Records taken from a dataset:
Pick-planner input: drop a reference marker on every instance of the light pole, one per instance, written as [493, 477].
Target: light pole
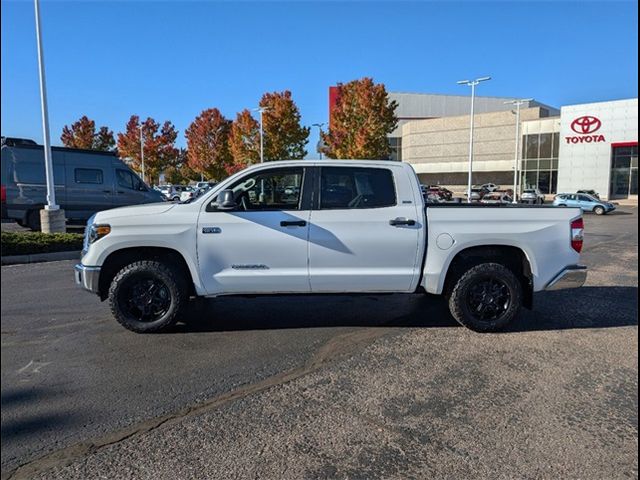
[472, 84]
[51, 217]
[142, 151]
[518, 102]
[261, 110]
[319, 125]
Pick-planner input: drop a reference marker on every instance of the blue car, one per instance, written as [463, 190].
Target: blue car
[586, 202]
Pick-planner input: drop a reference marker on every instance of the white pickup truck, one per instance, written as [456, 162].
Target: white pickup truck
[334, 226]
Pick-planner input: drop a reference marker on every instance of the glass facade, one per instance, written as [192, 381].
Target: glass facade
[396, 148]
[540, 161]
[624, 171]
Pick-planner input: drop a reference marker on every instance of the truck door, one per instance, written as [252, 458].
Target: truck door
[364, 232]
[260, 246]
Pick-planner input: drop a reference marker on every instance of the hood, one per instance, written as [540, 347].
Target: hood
[132, 211]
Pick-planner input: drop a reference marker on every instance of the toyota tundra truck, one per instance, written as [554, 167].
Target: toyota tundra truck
[328, 227]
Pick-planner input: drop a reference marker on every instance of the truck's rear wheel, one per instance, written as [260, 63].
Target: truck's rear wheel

*Written request*
Arrange all of the lines above as a numbered list, omitting any blank lines. Leave the pictures out of your answer.

*Output for this task*
1. Pick-planner input: drop a reference marker on every instance of the light pole, one per instance, written as [493, 477].
2. Target: light pole
3. [472, 84]
4. [51, 217]
5. [142, 151]
6. [518, 102]
7. [261, 110]
8. [319, 125]
9. Pick-planner input: drop a reference marker on every instance of the blue car, one per instance, written as [463, 190].
10. Target: blue car
11. [586, 202]
12. Pick-planner input: drop a reference marker on every instance of the white pickup truck, one per instance, written as [456, 162].
13. Target: white pickup truck
14. [334, 226]
15. Pick-planner input: drop a reference marker on every instance of the glass facade, one per instance, written as [192, 381].
16. Target: glass facade
17. [396, 148]
18. [540, 161]
19. [624, 171]
20. Pick-planner input: drop a reference marker on every instance of the truck door, one per instance, written as [252, 458].
21. Target: truck door
22. [364, 232]
23. [260, 246]
24. Pick-planner input: drop a reference marker on every instance of the hood, one per instance, written as [540, 347].
25. Target: hood
26. [132, 211]
27. Pick-planner input: drop a reference marker on every instance of the toyota tundra truck, one per instance, written as [554, 167].
28. Target: toyota tundra truck
29. [328, 227]
30. Pick-planner input: drop a reference marker on every instance of the truck's rear wheel, one per instance, written as [260, 63].
31. Target: truck's rear wheel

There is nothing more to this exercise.